**Prompt:**
Please copy every line of the data below, adjusting each x and y coordinate by -105 and leaving all other text unchanged.

-- Start of Stored data --

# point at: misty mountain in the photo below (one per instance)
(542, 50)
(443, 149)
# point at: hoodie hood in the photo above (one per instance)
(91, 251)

-- End of Stored data --

**The answer:**
# point at: misty mountain in the photo below (one per instance)
(437, -55)
(338, 44)
# point at: hoodie hood in the photo above (one per instance)
(-14, 146)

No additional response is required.